• WRITTEN INSTRUCTION:
Recast the listing below as a Markdown table, with an Index column numbering each line and an Entry column holding its text. Omit blank lines and leave the pictures out.

• MATERIAL SUPPLIED:
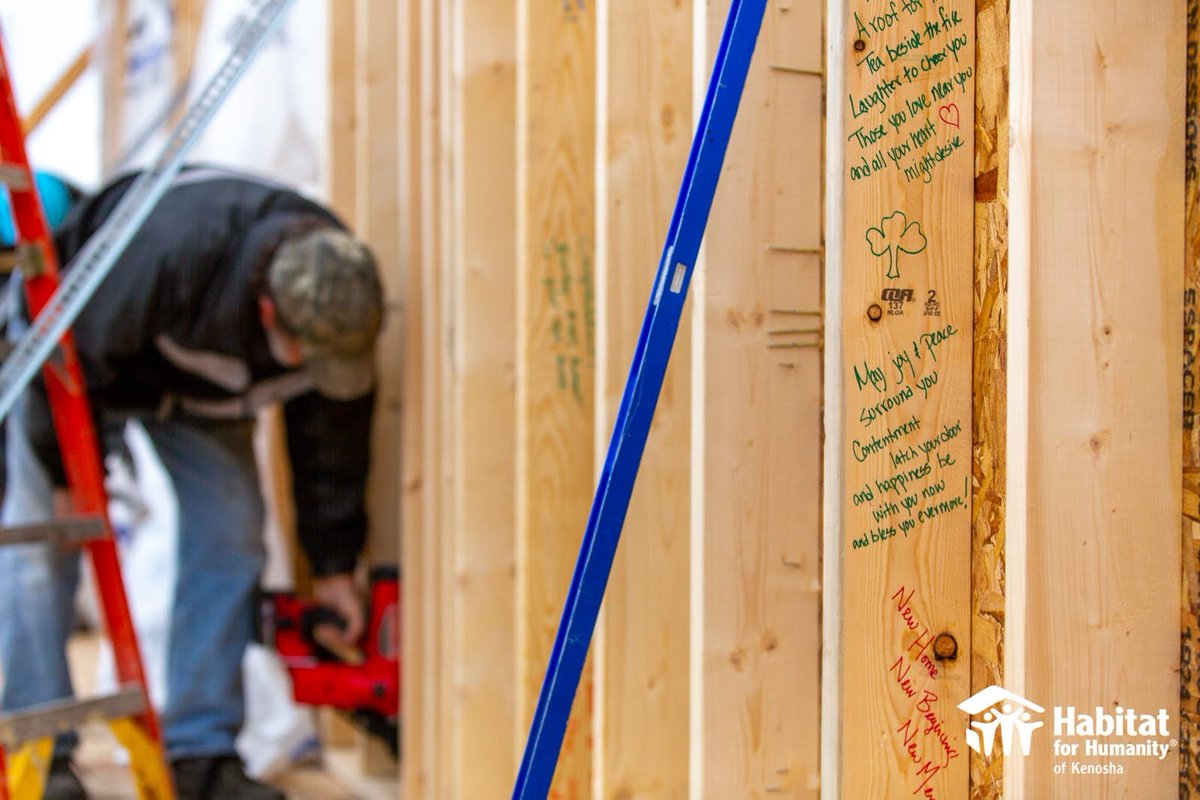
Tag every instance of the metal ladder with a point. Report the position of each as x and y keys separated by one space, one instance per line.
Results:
x=640 y=398
x=29 y=735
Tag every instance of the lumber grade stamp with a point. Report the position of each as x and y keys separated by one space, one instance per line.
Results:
x=1189 y=643
x=907 y=377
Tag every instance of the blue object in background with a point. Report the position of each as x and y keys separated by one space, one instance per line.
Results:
x=57 y=198
x=633 y=425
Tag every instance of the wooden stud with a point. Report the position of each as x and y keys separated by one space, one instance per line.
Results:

• EXERCISE RESPONSE:
| Index | Entry |
|---|---|
| 1 | Tag every instance of the metal ladder with a point. Report the position of each as x and y keys separated by one space, one instance per line. |
| 2 | Results: |
| 3 | x=640 y=398 |
| 4 | x=29 y=735 |
| 5 | Tag every instance of the lumber grade stamp with a point. Report the position of each as x and y keys separated by one space, one instance per line. |
| 6 | Results: |
| 7 | x=1189 y=643 |
| 8 | x=907 y=377 |
| 9 | Tag every instance of the blue object in background with a point. Report the position of each as x and y keys separated by one space, one instance per line. |
| 10 | Results: |
| 11 | x=57 y=198 |
| 12 | x=633 y=425 |
| 13 | Tag every instance of the wooden stud with a point. Report the position of each as x and y keys separated by one space, one instance per line. |
| 14 | Results: |